Items from a data source:
Content starts

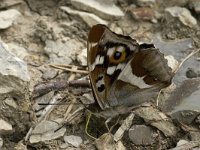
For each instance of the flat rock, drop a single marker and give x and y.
(157, 119)
(18, 51)
(106, 142)
(14, 75)
(73, 140)
(89, 18)
(8, 17)
(1, 142)
(183, 15)
(62, 52)
(142, 135)
(47, 72)
(195, 136)
(183, 104)
(10, 102)
(145, 13)
(102, 8)
(5, 127)
(145, 3)
(195, 4)
(45, 130)
(82, 57)
(9, 3)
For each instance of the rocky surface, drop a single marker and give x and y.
(43, 49)
(8, 17)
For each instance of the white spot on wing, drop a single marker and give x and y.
(100, 82)
(94, 44)
(111, 70)
(97, 59)
(120, 49)
(120, 66)
(91, 68)
(110, 51)
(129, 77)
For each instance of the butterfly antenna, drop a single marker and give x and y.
(186, 58)
(87, 124)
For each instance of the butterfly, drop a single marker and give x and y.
(122, 71)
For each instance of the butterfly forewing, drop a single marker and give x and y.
(142, 78)
(121, 71)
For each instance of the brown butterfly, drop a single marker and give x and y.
(121, 71)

Content ends

ABOUT THIS TASK: Render the data above verbatim and without pictures.

TASK ANSWER:
For each instance of the flat rock, drop a single marker and give x and y.
(157, 119)
(18, 51)
(106, 142)
(14, 75)
(73, 140)
(89, 18)
(8, 17)
(1, 142)
(183, 15)
(62, 52)
(142, 135)
(47, 72)
(195, 136)
(183, 104)
(10, 102)
(145, 13)
(102, 8)
(5, 127)
(145, 3)
(195, 4)
(45, 130)
(82, 57)
(9, 3)
For each instance of the rocky surface, drop a single marker and give x and y.
(43, 49)
(8, 17)
For each instance of the white spot on wing, drop a single marker and give x and y.
(100, 82)
(94, 44)
(111, 70)
(97, 59)
(120, 49)
(120, 66)
(91, 68)
(110, 51)
(129, 77)
For each instance of the butterfly antenna, drop a single marker and give x and y.
(186, 58)
(87, 124)
For each instance of the butterfly, drop a single marker and give x and y.
(122, 71)
For each instance of the butterfly forewing, drop a single marker and give x and y.
(142, 78)
(121, 71)
For each instance of the brown butterfly, drop a single marker and give x and y.
(121, 71)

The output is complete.